------ Passage provided ------
Puerto Rico is limping along, with what are meant to be backup generators using dwindling supplies of fuel. A number of air-control towers and radar installations are also down, preventing sufficient supplies from coming in. CNN reported that a children’s hospital in San Juan was running out of power for the ventilators that were needed to keep a dozen boys and girls alive—and that is in the capital, the most well-equipped and accessible part of the island. Dozens of hospitals and clinics are simply closed. Various headlines said that Rosselló has “begged” for help, but the plea he made was not humbling for him but humiliating for the rest of us, who have not done enough for our compatriots in Puerto Rico or in the Virgin Islands. “We are proud U.S. citizens,” Rosselló, who had come to the aid of other U.S. citizens in time of need, said. It was a point he was forced to make; as the Times noted, in a recent poll of people on the mainland, half did not realize that Puerto Ricans were natural-born American citizens.

Trump, at various instances, failed to correct that misapprehension. Before the meeting with House members, he said, “I grew up in New York, so I know many people from Puerto Rico. I know many Puerto Ricans. And these are great people, and we have to help them.” Indeed, he said that they were “fantastic people,” but he did not note, either then or during the press conference, that they were American people. Even in a tweet on Tuesday night in which he said “America’s hearts & prayers” were with Puerto Rico and that we would get through this “TOGETHER!,” he did not mention shared citizenship. He’ll likely get around to it—plenty of people in his party, including Marco Rubio, have made the point—but the delay has a cost. In a series of tweets on Monday night, which marked Trump’s first comments on Puerto Rico after a long interval, he stressed how different it was from Texas and Florida, because of logistics (it is an island) and also financial status. “Texas & Florida are doing great but Puerto Rico, which was already suffering from broken infrastructure & massive debt, is in deep trouble…” the tweets began. “It’s [sic] old electrical grid, which was in terrible shape, was devastated. Much of the Island was destroyed, with billions of dollars....”—he continued the thought in a third tweet—“owed to Wall Street and the banks which, sadly, must be dealt with. Food, water and medical are top priorities—and doing well. #FEMA.”

Trump’s reminder that Puerto Rico has bills to pay was, at best, ill-timed. In fact, it was hard to read it as anything but an injunction to lower expectations: Puerto Ricans were already poor—why would anyone think they would, or should, be in as good shape as Florida or Texas? Meanwhile, his comment about food, water, and medical care “doing well” was demonstrably false. The only limit to his blitheness was his penchant for dramatic language (with Prime Minister Rajoy, he called Puerto Rico a “wipeout”) and his tendency to brag. At the meeting with House members, Trump said, “We’ve gotten A-pluses on Texas and on Florida, and we will also on Puerto Rico.” The grading period seemed to have ended a moment later, when he added, “I think we’re really getting really good marks for the work we’re doing.”

At the press conference, Trump repeated that the big problem with getting help to Puerto Rico was “a thing called the Atlantic Ocean. This is tough stuff.” It is a tough body of water—all the more so, lately, due to a climate crisis that Trump denies—but that argument would be more persuasive if Maria had hit two days ago, rather than a week ago. Governor Rosselló observed that if Puerto Rico is not livable, its residents could always move en masse to the mainland. And why shouldn’t they move from one part of America to another, if they want to? This is their home.
------ Data supplied ------
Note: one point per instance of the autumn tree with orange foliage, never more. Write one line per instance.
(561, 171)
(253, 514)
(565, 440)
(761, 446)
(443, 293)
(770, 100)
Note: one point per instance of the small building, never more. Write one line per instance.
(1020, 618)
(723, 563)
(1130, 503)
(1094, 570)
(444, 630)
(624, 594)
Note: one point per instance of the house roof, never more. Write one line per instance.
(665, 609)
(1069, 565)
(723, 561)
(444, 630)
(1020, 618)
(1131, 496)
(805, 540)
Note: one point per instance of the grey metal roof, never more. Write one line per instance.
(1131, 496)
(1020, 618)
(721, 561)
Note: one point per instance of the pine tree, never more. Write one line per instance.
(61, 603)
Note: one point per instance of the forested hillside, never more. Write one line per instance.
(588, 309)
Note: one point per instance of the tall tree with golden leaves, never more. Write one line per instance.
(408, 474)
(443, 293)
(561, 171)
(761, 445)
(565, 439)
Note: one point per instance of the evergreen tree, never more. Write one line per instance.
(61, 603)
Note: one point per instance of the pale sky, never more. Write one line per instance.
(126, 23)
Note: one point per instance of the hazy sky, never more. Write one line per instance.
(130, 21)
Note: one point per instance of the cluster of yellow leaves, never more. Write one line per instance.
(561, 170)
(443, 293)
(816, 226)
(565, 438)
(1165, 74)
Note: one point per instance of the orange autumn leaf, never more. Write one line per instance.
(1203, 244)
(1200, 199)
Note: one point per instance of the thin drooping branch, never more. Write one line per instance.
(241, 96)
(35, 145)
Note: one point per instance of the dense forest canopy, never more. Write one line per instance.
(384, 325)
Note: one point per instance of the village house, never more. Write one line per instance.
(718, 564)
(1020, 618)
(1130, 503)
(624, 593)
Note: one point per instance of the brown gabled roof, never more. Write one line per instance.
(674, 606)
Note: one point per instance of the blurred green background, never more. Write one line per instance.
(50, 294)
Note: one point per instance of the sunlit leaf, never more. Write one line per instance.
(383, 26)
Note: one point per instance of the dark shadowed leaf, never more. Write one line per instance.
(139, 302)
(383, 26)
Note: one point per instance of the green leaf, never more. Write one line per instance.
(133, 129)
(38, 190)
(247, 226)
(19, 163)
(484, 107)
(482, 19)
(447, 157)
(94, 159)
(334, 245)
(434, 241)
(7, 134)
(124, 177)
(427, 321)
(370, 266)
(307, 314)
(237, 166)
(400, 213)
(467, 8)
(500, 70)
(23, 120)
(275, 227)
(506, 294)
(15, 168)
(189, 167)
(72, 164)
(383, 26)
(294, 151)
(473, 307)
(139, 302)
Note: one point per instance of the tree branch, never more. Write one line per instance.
------
#### Actions to take:
1 – In the passage on Puerto Rico, what share of people on the mainland in a recent poll did not realize that Puerto Ricans were natural-born American citizens?
2 – Summarize the passage on Puerto Rico in two sentences.
3 – Reproduce the part of the passage on Puerto Rico starting at "At the press" and ending at "is their home.".

#### Numbered responses:
1 – Half.

2 – Puerto Rico is struggling, with hospitals running low on power and many closed, and Governor Rosselló has had to remind the mainland that Puerto Ricans are proud U.S. citizens. Trump called Puerto Ricans great people without noting that they are Americans, stressed the island's debt and the Atlantic Ocean as obstacles, and claimed that food, water, and medical care were "doing well," which the passage calls demonstrably false.

3 –
At the press conference, Trump repeated that the big problem with getting help to Puerto Rico was “a thing called the Atlantic Ocean. This is tough stuff.” It is a tough body of water—all the more so, lately, due to a climate crisis that Trump denies—but that argument would be more persuasive if Maria had hit two days ago, rather than a week ago. Governor Rosselló observed that if Puerto Rico is not livable, its residents could always move en masse to the mainland. And why shouldn’t they move from one part of America to another, if they want to? This is their home.